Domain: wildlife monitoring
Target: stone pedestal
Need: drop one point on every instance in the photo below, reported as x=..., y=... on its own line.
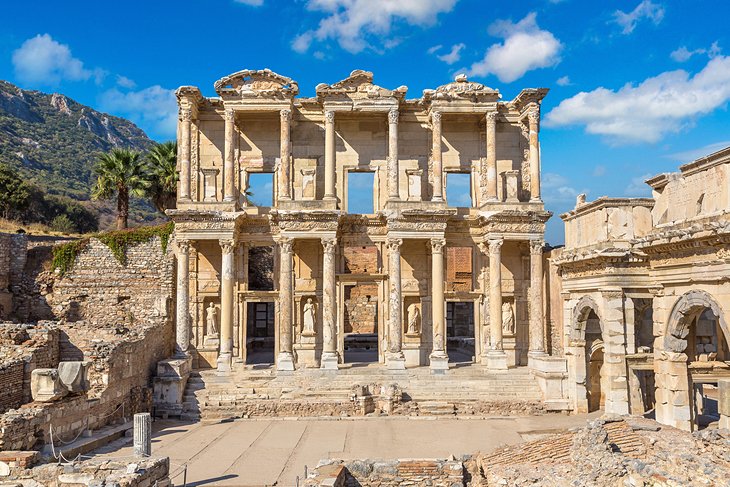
x=168, y=386
x=46, y=385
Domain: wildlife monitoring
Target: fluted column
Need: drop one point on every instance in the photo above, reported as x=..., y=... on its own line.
x=439, y=359
x=496, y=357
x=228, y=165
x=537, y=321
x=393, y=190
x=436, y=157
x=226, y=353
x=330, y=357
x=394, y=358
x=285, y=155
x=492, y=156
x=329, y=155
x=182, y=313
x=186, y=117
x=534, y=117
x=285, y=359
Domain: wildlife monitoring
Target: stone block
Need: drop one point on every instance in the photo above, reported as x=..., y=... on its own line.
x=73, y=376
x=46, y=386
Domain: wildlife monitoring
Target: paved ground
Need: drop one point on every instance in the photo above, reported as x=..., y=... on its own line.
x=276, y=451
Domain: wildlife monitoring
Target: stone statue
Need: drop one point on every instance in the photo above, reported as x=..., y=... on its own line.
x=414, y=319
x=211, y=316
x=508, y=319
x=310, y=316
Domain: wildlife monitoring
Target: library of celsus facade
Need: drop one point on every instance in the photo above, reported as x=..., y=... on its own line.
x=306, y=283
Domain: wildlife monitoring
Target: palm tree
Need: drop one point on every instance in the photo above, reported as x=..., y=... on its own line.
x=120, y=171
x=162, y=175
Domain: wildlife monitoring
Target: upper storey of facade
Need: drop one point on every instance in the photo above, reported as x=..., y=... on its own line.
x=416, y=150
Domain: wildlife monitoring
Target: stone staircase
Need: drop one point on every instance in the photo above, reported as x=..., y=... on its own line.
x=356, y=391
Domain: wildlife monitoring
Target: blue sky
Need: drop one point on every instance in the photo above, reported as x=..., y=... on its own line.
x=637, y=86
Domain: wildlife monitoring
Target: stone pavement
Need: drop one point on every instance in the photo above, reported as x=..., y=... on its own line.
x=275, y=451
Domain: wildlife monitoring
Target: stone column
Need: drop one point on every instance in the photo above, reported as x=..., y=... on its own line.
x=394, y=358
x=228, y=155
x=534, y=117
x=329, y=155
x=537, y=321
x=492, y=156
x=182, y=318
x=142, y=435
x=439, y=359
x=393, y=190
x=436, y=166
x=496, y=358
x=186, y=116
x=330, y=358
x=227, y=279
x=285, y=155
x=285, y=360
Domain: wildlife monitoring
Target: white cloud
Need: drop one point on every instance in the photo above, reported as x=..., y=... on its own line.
x=43, y=60
x=454, y=55
x=525, y=47
x=646, y=112
x=683, y=54
x=645, y=10
x=637, y=186
x=154, y=107
x=358, y=24
x=693, y=154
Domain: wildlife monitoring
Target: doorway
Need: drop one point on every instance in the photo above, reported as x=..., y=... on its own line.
x=260, y=335
x=460, y=331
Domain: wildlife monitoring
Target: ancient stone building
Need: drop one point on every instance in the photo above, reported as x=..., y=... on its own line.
x=645, y=296
x=305, y=282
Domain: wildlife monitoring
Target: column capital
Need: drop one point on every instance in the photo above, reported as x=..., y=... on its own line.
x=437, y=245
x=329, y=244
x=227, y=245
x=186, y=114
x=495, y=245
x=393, y=115
x=393, y=244
x=536, y=246
x=286, y=244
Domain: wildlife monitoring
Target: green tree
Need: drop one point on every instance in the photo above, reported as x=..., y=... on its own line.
x=121, y=172
x=162, y=175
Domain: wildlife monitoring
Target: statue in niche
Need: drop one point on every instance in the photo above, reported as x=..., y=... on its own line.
x=414, y=319
x=211, y=317
x=508, y=319
x=310, y=316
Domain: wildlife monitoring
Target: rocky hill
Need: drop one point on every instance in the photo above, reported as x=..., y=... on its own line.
x=53, y=141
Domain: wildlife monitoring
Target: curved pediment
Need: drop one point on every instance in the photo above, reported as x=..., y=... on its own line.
x=262, y=83
x=461, y=88
x=358, y=85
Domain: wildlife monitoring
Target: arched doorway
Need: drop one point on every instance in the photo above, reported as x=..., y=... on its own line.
x=697, y=333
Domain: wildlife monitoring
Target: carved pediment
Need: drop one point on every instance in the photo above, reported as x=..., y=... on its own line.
x=262, y=83
x=461, y=88
x=358, y=85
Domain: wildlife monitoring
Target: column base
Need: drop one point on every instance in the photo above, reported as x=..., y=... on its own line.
x=496, y=360
x=285, y=362
x=395, y=361
x=532, y=355
x=224, y=362
x=329, y=361
x=438, y=362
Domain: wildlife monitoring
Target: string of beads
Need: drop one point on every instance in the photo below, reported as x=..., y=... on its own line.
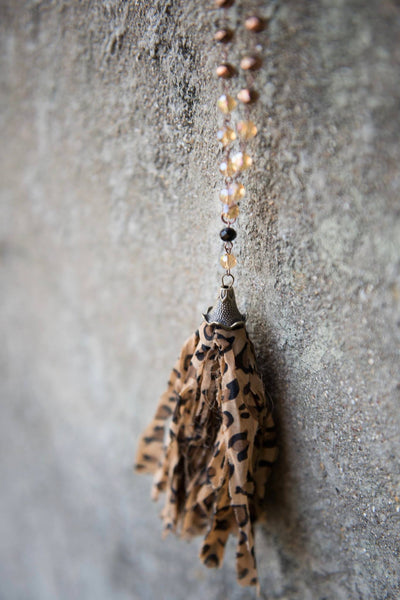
x=233, y=164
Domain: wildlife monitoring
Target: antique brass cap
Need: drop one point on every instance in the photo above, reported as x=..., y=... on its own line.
x=225, y=312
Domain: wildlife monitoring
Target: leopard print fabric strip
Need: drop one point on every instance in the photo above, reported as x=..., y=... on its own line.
x=213, y=461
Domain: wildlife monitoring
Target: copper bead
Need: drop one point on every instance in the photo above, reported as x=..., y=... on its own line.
x=247, y=96
x=250, y=63
x=255, y=24
x=223, y=35
x=226, y=71
x=224, y=3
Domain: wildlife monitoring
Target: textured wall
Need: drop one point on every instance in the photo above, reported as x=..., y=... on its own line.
x=109, y=243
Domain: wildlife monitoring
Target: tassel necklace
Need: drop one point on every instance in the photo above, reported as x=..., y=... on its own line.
x=211, y=443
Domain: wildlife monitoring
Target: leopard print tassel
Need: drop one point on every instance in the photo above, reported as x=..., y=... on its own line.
x=214, y=460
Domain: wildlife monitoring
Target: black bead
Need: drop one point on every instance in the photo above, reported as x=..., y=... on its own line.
x=227, y=234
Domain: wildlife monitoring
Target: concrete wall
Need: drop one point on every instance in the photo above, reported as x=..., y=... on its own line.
x=109, y=242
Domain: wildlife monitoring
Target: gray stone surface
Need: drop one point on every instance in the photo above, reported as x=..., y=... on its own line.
x=109, y=253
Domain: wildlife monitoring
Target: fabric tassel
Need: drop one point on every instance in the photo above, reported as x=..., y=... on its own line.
x=213, y=461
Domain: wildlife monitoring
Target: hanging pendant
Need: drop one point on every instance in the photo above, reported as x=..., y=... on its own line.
x=211, y=443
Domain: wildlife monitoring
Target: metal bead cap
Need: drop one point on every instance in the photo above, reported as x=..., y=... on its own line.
x=225, y=312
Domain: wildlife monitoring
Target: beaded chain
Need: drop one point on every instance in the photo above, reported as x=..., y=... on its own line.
x=234, y=163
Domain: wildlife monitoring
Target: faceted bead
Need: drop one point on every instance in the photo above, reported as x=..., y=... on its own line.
x=241, y=161
x=230, y=212
x=224, y=3
x=232, y=194
x=226, y=103
x=250, y=63
x=228, y=261
x=255, y=24
x=246, y=129
x=227, y=168
x=225, y=70
x=226, y=136
x=227, y=234
x=247, y=96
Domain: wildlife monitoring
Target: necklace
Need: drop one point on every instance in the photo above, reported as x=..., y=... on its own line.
x=211, y=443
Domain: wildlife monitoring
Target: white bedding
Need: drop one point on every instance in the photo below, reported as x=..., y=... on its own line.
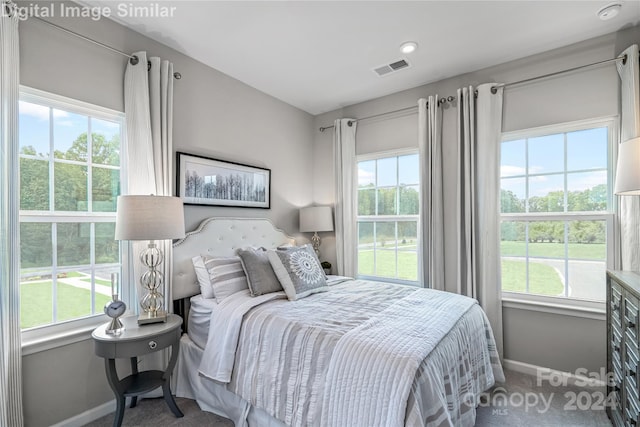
x=299, y=362
x=200, y=318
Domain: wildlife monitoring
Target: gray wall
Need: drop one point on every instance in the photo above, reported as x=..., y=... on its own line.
x=215, y=116
x=548, y=340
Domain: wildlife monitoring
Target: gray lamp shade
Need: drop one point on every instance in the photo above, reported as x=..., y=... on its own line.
x=316, y=218
x=149, y=218
x=628, y=171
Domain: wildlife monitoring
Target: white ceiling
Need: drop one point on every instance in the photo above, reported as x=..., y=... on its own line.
x=319, y=55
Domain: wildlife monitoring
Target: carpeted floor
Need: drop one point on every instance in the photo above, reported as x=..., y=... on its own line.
x=519, y=402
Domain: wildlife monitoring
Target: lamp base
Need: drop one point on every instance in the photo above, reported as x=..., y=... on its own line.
x=147, y=318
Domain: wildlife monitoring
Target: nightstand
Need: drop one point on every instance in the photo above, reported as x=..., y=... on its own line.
x=133, y=342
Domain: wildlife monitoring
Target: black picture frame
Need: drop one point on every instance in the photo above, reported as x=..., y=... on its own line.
x=212, y=182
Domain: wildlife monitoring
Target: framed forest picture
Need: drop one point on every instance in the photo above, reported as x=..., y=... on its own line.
x=205, y=181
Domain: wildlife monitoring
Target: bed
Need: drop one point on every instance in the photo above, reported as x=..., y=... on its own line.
x=360, y=354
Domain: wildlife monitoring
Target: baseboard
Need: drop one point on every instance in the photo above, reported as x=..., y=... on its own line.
x=567, y=378
x=88, y=416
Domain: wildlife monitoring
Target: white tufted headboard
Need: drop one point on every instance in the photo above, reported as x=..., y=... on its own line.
x=219, y=237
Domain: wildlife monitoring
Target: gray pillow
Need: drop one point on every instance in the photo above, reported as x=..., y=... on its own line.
x=260, y=276
x=200, y=264
x=299, y=271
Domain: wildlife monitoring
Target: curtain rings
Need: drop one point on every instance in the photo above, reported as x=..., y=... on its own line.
x=133, y=60
x=8, y=8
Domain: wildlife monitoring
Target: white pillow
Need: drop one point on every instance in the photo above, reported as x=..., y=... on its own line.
x=227, y=276
x=200, y=265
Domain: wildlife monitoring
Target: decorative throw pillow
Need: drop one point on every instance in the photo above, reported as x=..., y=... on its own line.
x=227, y=277
x=299, y=271
x=200, y=265
x=260, y=276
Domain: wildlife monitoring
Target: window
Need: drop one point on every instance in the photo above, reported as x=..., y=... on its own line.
x=557, y=210
x=388, y=208
x=70, y=175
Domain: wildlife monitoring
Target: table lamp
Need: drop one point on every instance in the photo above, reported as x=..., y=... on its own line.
x=314, y=219
x=150, y=218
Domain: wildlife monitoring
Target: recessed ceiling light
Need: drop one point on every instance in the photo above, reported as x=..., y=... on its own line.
x=408, y=47
x=609, y=11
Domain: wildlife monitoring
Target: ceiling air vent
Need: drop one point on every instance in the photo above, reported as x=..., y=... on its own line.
x=390, y=68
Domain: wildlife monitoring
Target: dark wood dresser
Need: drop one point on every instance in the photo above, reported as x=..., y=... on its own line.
x=623, y=356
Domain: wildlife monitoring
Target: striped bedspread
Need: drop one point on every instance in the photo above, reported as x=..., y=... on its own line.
x=363, y=354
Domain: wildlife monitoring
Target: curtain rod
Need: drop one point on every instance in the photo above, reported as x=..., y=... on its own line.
x=494, y=89
x=132, y=58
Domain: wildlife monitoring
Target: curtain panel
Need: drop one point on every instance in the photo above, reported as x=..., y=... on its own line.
x=478, y=201
x=149, y=119
x=10, y=339
x=629, y=208
x=431, y=194
x=148, y=107
x=344, y=152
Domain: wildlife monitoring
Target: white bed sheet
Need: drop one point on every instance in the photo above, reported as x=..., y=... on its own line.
x=199, y=319
x=212, y=395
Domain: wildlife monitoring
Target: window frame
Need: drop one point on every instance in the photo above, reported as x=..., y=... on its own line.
x=44, y=337
x=389, y=218
x=562, y=302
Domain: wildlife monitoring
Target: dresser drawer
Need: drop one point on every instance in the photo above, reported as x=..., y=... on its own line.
x=125, y=349
x=631, y=370
x=631, y=411
x=630, y=317
x=615, y=304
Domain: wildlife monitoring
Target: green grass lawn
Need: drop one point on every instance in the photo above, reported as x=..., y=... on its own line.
x=385, y=265
x=98, y=281
x=555, y=250
x=36, y=303
x=543, y=279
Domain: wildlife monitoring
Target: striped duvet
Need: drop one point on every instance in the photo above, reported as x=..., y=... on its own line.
x=362, y=354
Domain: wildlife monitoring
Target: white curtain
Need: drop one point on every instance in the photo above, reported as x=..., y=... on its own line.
x=478, y=200
x=344, y=152
x=431, y=193
x=149, y=116
x=10, y=344
x=148, y=105
x=630, y=128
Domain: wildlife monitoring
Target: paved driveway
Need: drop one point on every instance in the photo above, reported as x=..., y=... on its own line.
x=587, y=279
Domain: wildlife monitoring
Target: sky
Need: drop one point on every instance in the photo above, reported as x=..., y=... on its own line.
x=35, y=127
x=543, y=159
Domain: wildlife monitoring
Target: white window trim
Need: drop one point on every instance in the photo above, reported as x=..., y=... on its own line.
x=563, y=305
x=46, y=337
x=387, y=218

> **Short exercise**: Reproduce the records word for word, starting at their very first line and ending at the line that contains "x=275, y=451". Leave the pictures out.

> **Response to this task**:
Domain: wildlife monitoring
Target: stone pedestal
Need: drop one point on every instance in the photo below, reported as x=..., y=... on its own line.
x=168, y=386
x=46, y=385
Domain: wildlife monitoring
Target: fluted column
Need: drop one point on every instance in the photo above, reported as x=..., y=... on its own line.
x=439, y=359
x=496, y=357
x=228, y=165
x=537, y=321
x=393, y=190
x=436, y=157
x=226, y=353
x=330, y=357
x=394, y=358
x=285, y=155
x=492, y=156
x=329, y=155
x=182, y=313
x=186, y=117
x=534, y=117
x=285, y=359
Domain: wildlife monitoring
Target: stone block
Need: drop one point on every instance in the photo above, reported as x=..., y=... on its own line.
x=73, y=376
x=46, y=386
Domain: wildlife monitoring
Target: paved ground
Need: drop one point on every instance in the photo above, reported as x=..., y=... on its own line.
x=276, y=451
Domain: wildlife monitoring
Target: stone statue
Need: drop one point on every instance in the photo above, reported as x=..., y=... on its own line.
x=414, y=319
x=211, y=316
x=508, y=319
x=310, y=316
Domain: wildlife monitoring
Target: library of celsus facade
Need: drop one point on every instance in the photo above, reported as x=..., y=... on its own line.
x=306, y=283
Domain: wildlife monitoring
Target: palm tree
Need: drop one point on every instance in the photo above, reported as x=..., y=... on its own line.
x=120, y=171
x=162, y=175
Domain: wildlife monitoring
Target: upper storey of facade
Need: drop one point on every instance in the photo above, reported as x=..., y=... on its own line.
x=416, y=150
Domain: wildlife monitoring
Target: stone staircase
Need: drop one point on every instance in the photo above, reported as x=..., y=... on its own line.
x=356, y=391
Domain: wildlife monitoring
Target: blue sky
Need: drop one point on every instance in the photo above, reported as x=..., y=... on its own line.
x=637, y=86
Domain: wildlife monitoring
Target: stone pavement
Need: drop one point on every instance in the photo above, reported as x=..., y=... on its own line.
x=275, y=451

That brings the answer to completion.